Selected passage -
>>>

Did you know that in 2019, women are expected to…
Return to work after having babies, as well as cook, clean, manage the home, have an immaculate house at all times, organise kids, feed the pets, do the washing, attend school events – oh and stay healthy, be calm, loving, practice self care, and be groomed and well presented…
Or are they????
I recently surveyed a variety women from various Facebook groups and the outcome was that 94% of women agree with this comment – 94%!!!!!!
They felt an overwhelming inability to keep up. There was a feeling as though they were drowning in self- doubt and not able to do everything let alone have any down time.
This is ALARMING!!!!
The irony of all of this is that we are better resourced, and more informed than any other generation of mothers in the history of the world, yet we still feel inadequate, burned out, and defeated. But who is putting that pressure on us?
I feel it too…
I am passionate about my career (I have worked hard at it and it brings me joy) and I am also extremely passionate about my family. I am very much an outgoing, happy person and love to be social, so I try my best to keep all of these balls in the air, and at the same time juggling my household chores, personal appearance ( ah crap I haven’t shaved my legs this week…. Thank gosh for maxi dresses)
Some weeks I feel like I am nailing life and the whole working mum juggle. Then other weeks I am totally running on empty with a washing pile to the roof, in a house that looks like its been robbed.
Women are told we have a lot of choices, but what we really have are tough trade-offs. Not all employers have altered the work culture to accommodate parents’ changing roles. Not all husbands are available to automatically help around the house. Not all families have support networks nearby. And honestly, deep within a woman’s psyche is still often this idea that part of being a good mother is micromanaging the family.
Only a few generations ago it was frowned upon for a woman to have a career.
Now, thank goodness, the modern day shift has seen mums return to their passions and careers and even at times role reversal where the dads stay home.
This is incredible. We have worked hard for this. But we still have a long way to go.
What we must also remember is that often, mums actually have no choice but to return to work for financial reasons.
And some mums, make the choice to be stay at home mums because – that is what works for them and their family.
None of these choices are wrong… No one should be judged.
After I had our first born Jude, I returned to my career in a part time capacity after 12 months maternity leave. Only to then be made redundant due to the fact I could not commit to full time work ( which is what the company now suddenly wanted).
For me to return to full time work, I would have needed to put Jude into daycare 5 days a week from 7am – 6pm and at the end of all of that I would walk away with $280 a week. WTAF!!!
Yes I was worried that I might not get back into the ‘game’ as such if I didn’t try to make it work. But, personally, I couldn’t justify working that hard, and putting my darling boy into the care of others for such long days, to just have a measly $280 after paying all the fees and petrol. I was worth more than that and so was my family.
Now, after baby number 2, I have returned much earlier after only 5 months maternity leave. Because I am lucky to have an employer with flexible working conditions. But the other balls are still juggling…
Radio Presenter and all round superstar Emily Jade O’Keeffe (102.9 Hot Tomato), recently had back lash from an online troll who said she never spends time with her children because she is always at work.

<<<

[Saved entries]
>>>

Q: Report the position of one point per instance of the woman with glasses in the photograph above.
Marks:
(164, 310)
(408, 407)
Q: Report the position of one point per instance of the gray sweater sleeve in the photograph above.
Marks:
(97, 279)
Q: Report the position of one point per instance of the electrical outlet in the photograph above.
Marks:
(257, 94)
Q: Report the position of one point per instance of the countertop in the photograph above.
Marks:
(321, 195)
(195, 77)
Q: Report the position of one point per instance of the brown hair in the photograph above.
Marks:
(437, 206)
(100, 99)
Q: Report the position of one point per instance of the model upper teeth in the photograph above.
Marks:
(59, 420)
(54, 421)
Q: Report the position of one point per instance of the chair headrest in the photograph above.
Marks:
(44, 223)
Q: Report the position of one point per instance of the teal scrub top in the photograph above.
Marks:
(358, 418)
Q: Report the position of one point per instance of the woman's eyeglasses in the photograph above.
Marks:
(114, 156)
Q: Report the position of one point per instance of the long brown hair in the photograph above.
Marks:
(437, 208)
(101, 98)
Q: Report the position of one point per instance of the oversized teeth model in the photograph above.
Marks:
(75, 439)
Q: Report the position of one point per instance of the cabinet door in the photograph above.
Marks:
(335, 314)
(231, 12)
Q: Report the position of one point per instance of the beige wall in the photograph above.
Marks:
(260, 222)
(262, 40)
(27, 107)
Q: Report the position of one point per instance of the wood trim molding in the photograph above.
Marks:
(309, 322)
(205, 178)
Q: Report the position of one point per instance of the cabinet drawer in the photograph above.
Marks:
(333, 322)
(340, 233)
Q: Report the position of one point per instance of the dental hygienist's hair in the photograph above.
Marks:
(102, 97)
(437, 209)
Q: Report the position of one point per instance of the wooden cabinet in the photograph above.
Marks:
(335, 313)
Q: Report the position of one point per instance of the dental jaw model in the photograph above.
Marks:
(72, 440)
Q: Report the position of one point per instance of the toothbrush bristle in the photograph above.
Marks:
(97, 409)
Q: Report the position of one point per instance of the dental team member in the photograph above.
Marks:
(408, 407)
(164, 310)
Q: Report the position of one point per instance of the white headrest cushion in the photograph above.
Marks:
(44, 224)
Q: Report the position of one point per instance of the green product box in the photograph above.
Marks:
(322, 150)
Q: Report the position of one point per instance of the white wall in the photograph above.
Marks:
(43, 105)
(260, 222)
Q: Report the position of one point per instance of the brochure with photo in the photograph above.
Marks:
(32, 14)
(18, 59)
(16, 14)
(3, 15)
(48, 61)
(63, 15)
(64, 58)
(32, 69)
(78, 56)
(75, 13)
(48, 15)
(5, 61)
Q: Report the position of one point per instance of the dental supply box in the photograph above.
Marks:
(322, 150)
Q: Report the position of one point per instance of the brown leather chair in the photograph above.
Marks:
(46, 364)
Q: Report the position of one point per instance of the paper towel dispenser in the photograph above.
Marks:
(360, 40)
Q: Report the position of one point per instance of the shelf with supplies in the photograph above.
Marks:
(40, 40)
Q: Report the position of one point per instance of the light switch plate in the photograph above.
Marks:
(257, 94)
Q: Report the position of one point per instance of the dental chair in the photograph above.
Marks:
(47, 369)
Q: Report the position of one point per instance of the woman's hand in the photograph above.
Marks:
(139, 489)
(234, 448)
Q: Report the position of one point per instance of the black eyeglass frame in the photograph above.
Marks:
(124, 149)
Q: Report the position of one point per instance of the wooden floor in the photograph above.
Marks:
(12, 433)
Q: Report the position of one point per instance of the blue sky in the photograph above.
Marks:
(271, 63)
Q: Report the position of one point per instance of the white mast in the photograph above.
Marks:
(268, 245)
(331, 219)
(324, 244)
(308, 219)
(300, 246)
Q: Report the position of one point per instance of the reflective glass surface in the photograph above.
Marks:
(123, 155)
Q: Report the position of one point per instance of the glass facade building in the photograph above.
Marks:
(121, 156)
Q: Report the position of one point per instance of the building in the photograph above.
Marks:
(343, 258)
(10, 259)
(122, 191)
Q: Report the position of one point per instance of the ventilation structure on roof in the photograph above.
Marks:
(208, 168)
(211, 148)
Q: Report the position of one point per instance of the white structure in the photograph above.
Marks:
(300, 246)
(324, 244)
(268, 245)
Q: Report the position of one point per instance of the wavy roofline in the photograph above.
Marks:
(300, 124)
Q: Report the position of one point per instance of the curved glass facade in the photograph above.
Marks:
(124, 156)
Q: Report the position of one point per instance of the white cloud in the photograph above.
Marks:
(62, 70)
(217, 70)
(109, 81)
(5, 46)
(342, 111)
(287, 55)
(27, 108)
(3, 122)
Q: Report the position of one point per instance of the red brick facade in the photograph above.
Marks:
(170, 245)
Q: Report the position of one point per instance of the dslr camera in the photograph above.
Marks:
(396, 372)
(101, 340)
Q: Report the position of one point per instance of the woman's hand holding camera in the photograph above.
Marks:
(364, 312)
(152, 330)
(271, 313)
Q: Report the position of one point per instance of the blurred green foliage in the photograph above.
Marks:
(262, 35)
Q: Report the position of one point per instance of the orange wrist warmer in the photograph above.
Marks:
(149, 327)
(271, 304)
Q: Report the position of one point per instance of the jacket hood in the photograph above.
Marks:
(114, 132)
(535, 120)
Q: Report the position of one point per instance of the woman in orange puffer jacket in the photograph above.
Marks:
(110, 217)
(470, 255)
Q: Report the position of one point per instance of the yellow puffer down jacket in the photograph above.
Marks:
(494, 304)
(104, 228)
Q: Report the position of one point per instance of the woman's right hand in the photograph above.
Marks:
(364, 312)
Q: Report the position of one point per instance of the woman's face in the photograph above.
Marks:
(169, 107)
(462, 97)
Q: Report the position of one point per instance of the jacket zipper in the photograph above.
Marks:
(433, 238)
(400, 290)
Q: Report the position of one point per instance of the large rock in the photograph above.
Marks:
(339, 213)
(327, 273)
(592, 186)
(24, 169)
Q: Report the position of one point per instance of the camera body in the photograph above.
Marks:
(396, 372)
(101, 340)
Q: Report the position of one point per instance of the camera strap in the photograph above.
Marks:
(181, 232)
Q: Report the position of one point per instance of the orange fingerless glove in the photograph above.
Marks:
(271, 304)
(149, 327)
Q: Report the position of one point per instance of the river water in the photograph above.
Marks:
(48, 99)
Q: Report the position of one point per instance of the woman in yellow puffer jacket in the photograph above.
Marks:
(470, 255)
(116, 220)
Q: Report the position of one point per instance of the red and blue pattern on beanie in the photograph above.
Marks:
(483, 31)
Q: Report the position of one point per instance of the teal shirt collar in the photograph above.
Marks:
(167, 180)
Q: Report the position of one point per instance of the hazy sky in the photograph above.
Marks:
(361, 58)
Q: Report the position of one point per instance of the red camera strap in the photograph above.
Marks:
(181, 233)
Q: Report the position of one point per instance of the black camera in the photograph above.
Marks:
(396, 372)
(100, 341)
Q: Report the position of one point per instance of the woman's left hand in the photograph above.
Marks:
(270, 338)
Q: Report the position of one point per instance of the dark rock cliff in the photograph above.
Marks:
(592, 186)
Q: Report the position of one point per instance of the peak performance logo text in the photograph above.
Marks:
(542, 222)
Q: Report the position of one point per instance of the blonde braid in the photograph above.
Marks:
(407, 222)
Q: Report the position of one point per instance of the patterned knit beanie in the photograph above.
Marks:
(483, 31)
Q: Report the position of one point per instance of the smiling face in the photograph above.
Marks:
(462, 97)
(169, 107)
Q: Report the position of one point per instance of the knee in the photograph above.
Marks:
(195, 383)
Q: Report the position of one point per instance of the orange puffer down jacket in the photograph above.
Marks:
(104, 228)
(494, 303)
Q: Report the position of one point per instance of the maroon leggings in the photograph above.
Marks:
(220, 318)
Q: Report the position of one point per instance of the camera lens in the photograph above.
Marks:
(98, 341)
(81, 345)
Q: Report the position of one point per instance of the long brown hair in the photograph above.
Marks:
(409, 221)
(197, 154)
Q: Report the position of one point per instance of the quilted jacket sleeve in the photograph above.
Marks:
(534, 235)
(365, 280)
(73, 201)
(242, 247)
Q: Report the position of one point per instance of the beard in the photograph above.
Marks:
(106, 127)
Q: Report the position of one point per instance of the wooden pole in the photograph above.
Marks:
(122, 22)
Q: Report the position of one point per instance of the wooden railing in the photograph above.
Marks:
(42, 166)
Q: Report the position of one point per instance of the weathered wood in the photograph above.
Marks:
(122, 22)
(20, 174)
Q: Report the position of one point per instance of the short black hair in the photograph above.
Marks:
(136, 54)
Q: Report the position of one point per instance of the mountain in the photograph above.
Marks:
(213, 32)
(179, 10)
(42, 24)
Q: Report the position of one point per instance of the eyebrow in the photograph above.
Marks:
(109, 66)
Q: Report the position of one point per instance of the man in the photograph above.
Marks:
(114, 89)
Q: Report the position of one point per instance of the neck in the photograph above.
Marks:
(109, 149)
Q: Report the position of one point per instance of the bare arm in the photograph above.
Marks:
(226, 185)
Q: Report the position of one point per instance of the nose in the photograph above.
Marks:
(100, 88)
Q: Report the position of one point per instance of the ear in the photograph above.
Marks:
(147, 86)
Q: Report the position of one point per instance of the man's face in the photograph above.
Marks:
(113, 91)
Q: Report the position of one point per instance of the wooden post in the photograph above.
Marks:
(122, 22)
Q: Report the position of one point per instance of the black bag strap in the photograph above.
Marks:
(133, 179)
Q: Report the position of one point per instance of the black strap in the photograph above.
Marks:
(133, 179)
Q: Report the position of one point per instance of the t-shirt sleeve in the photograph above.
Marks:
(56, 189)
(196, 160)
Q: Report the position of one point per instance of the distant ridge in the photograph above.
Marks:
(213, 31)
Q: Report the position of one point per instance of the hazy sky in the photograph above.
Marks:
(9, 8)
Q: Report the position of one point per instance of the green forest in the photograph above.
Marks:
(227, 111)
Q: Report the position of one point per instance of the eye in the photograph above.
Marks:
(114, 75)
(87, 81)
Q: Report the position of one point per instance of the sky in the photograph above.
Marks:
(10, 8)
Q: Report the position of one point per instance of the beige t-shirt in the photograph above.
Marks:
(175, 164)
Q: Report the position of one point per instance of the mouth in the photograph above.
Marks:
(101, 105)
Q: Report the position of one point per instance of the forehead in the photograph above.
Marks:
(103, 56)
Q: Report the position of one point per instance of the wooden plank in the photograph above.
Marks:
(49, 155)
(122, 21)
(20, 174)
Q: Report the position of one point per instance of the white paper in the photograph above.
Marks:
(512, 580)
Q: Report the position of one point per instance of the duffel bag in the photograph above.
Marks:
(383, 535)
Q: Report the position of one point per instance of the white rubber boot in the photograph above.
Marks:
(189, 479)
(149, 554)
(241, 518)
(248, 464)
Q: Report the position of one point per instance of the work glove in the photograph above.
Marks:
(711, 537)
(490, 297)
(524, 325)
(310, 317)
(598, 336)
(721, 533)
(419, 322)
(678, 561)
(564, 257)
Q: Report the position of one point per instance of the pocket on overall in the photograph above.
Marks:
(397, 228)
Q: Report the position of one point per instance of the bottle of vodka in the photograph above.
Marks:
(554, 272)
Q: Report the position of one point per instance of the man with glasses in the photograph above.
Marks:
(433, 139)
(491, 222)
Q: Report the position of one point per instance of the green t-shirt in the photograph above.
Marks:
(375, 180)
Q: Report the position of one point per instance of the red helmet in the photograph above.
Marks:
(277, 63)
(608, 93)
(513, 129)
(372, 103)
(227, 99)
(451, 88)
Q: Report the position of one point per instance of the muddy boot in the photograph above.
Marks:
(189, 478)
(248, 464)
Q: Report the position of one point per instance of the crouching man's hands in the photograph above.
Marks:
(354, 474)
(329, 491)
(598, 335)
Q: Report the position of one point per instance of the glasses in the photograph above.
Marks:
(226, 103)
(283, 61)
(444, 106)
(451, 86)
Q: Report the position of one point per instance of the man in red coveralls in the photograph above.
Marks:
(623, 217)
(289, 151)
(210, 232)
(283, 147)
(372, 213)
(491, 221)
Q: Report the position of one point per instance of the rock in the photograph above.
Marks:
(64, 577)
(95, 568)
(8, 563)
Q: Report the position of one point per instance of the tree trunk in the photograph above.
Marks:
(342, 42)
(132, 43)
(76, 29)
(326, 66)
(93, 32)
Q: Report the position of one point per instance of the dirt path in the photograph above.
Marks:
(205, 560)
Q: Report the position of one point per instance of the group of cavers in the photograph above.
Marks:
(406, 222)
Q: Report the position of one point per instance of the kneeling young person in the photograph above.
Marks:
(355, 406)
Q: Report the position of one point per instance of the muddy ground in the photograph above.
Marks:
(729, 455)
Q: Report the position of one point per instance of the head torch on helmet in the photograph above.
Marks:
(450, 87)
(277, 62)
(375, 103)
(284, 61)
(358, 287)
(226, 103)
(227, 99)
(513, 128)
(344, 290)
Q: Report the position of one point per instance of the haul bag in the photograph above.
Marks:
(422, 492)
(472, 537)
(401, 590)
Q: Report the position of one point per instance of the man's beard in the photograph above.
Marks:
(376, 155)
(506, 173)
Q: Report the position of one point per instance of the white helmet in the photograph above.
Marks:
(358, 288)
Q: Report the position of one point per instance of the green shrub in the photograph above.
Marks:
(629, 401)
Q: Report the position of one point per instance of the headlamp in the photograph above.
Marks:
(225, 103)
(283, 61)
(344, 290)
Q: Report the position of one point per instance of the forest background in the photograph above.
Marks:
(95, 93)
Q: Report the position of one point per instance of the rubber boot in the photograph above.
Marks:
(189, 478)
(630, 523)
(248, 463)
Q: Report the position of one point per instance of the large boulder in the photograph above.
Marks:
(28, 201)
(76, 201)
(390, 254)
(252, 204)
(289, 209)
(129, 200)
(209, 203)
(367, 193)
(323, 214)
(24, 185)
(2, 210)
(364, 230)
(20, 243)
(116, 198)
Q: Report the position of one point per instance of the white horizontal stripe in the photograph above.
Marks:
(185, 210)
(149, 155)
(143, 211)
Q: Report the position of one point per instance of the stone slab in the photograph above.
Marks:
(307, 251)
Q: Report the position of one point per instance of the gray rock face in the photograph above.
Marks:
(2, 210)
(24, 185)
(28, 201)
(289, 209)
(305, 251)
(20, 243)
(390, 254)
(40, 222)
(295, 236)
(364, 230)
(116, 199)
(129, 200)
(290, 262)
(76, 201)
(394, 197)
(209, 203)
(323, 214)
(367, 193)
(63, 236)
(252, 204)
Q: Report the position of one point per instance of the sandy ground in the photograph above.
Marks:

<<<

Written tasks -
[a] Translate this sentence from the piece on working mothers into Spanish: "Only a few generations ago it was frowned upon for a woman to have a career."
[b] Resume the piece on working mothers, writing on from its final sentence.

Task results -
[a] Hace solo unas pocas generaciones, estaba mal visto que una mujer tuviera una carrera profesional.

[b]
Chatting to Emily on this topic she said ‘The fact is, working in the media people will judge you and you kind of expect some judgement and criticism. I work for 5 hours every morning and then I am with my kids. Not everyone realises this. I made the choice to go back to work because that is what is going to bring us the freedom to live the life we want and the freedom for me to be a better person and mother. Not everyone is the same though’
Emily agreed that she too feels the pressure to ‘do it all’ (even though she has a hugely supportive husband), so she has learnt, after near burnout, that sometimes we have to draw the line, make other sacrifices and ask for help.
‘Maybe the house isn’t as tidy, or maybe I don’t get as much time to socialise with my friends as much as I would like to. Or maybe I go to the shops in gym gear with no make – up more often than I hoped. But that’s what I do to make things work.
Emily also said ‘It is important that we know when to ask for help. Outsource if you need to. You can’t be all things to everyone all the time. Focus on one thing at a time and Fuck the rest!!’
Which got me thinking….
I think the biggest contributing factor to feeling overwhelmed as a woman/ mum is hugely, but not entirely this – Our culture celebrates and rewards independence, rather than interdependence, which has led many of us to believe that asking for help and needing support makes us weak.
So whilst you cannot change everyones opinions and beliefs, (some people are old fashioned in their views) you can train your own thoughts.
Just because someone thinks you should be doing something a certain way, doesn’t mean you have to do it. Especially if its burning you out.
Give yourself a break – mentally.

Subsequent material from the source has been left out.